TASK DETAILS: Please print all of the following material again line by line, changing nothing.

DATASET EXTRACT:
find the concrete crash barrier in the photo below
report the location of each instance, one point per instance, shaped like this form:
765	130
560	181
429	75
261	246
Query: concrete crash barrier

RESULT OF THE EXERCISE:
find the concrete crash barrier in the photo below
report the location of each instance, one point per instance, shaped like this form:
765	130
560	181
429	75
261	246
Query: concrete crash barrier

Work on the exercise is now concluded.